Be that as it may. What I know is the millenarian vision of Fiore was revived and was the driving force behind the evangelizing efforts of the Franciscans in the New World. The idea was that (1)the Indians were the Lost Tribes of Israel (2) that. if they were converted, they together with the Franciscans could set up the “New Jerusalem” and (3) bring about the Second coming. This is clearly set out in John l. Phelan. 1972. The Millenarian Kingdom of the Fransicans in the New World and also in a book I translated G. Baudot. 1995. Utopia and History in Mexico. Trans. B.R. Ortiz de Montellano and T. Ortiz de Montellano. Boulder: University Press of Colorado.
A quote from the latter:
pp. 80-85 In spite of these reverses, the tradition of the "spirituals" persisted, but in a purified and reorganized fashion in several orthodox movements which returned to the original observance of the rules in 1334. Thus, under the direction of Colette de Corbin and Bernard of Siena, this "observant" movement triumphed in the fifteenth century, and in 1517, Leon X, in the bull Ite vos in vineam meam, clearly separated the "observants" from the "conventuals," but kept them within the same order. From then on, the "observants" who represented a continual pressure for reform by a segment of the Franciscan family, emerged in several later reforms, as the heirs of Joachinist hopes, after the disappearance of the "spirituals" in the preceding century.
Spain at the end of the Middle Ages was one of the areas where the ideals of the "observants" often prevailed and exercised considerable influence.
Cardinal Ximénez de Cisneros, the most illustrious of the "observants" is well-known, as is also the exceptional role he played in the affairs of the kingdom. Cisneros, at the request of Isabella I, undertook a reform of the regular clergy that embodied the purest concepts of that faction of the Franciscan family. The convents were closed, the ideal of apostolic poverty was given a boost, and the apocalyptic interpretation of history was ratified. In fact, with the discovery of America those ideas would gain an extraordinary revitalization, which explains the impact of the appearance of a New World on medieval cosmography. Later, we will examine that aspect, since the discovery of the New World. and, above all, of the pre-Columbian civilizations, forced the millenarians to integrate those events into a new apocalyptic perspective. The particular situation of the Franciscans in Spain, at the time of the American discoveries, requires further study, since it is revealing in several ways.

** LISTING **
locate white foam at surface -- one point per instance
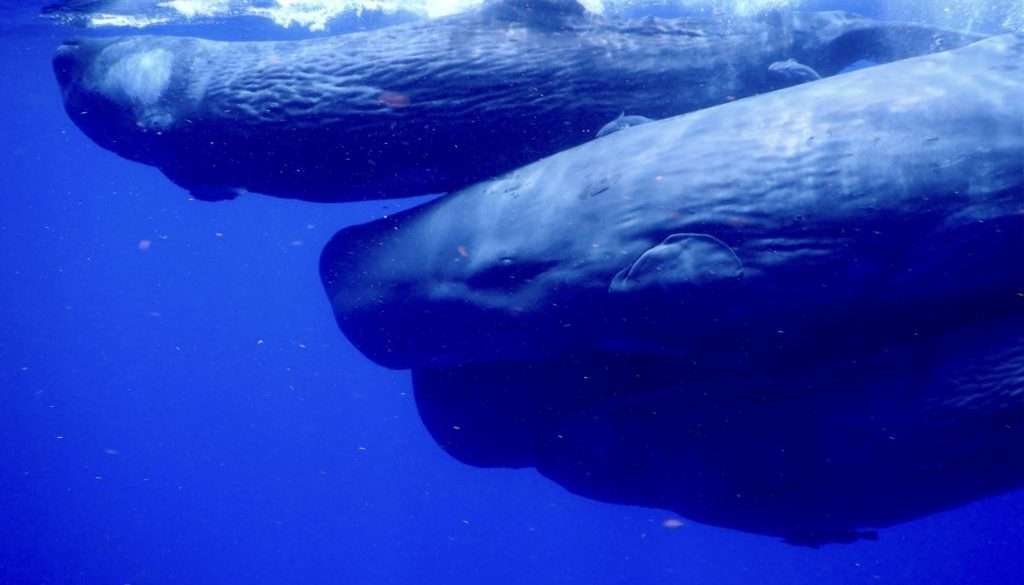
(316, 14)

==

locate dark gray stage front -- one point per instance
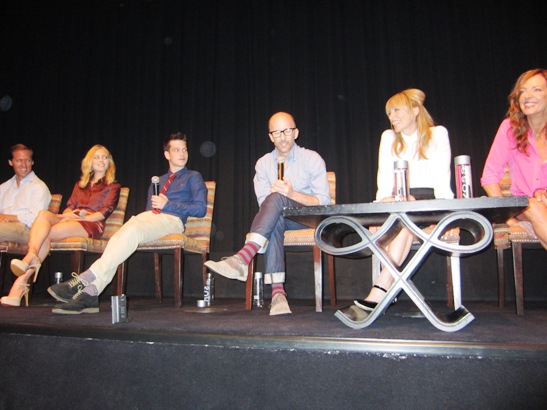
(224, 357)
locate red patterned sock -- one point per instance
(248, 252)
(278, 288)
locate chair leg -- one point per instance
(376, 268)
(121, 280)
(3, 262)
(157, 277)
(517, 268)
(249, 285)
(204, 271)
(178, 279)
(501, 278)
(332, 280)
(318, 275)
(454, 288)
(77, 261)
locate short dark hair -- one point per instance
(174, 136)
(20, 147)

** REQUIRED TASK **
From the passage on Franciscan millenarianism, print the part starting with "Be that as it" and going on through "Press of Colorado.".

** SOLUTION BELOW **
Be that as it may. What I know is the millenarian vision of Fiore was revived and was the driving force behind the evangelizing efforts of the Franciscans in the New World. The idea was that (1)the Indians were the Lost Tribes of Israel (2) that. if they were converted, they together with the Franciscans could set up the “New Jerusalem” and (3) bring about the Second coming. This is clearly set out in John l. Phelan. 1972. The Millenarian Kingdom of the Fransicans in the New World and also in a book I translated G. Baudot. 1995. Utopia and History in Mexico. Trans. B.R. Ortiz de Montellano and T. Ortiz de Montellano. Boulder: University Press of Colorado.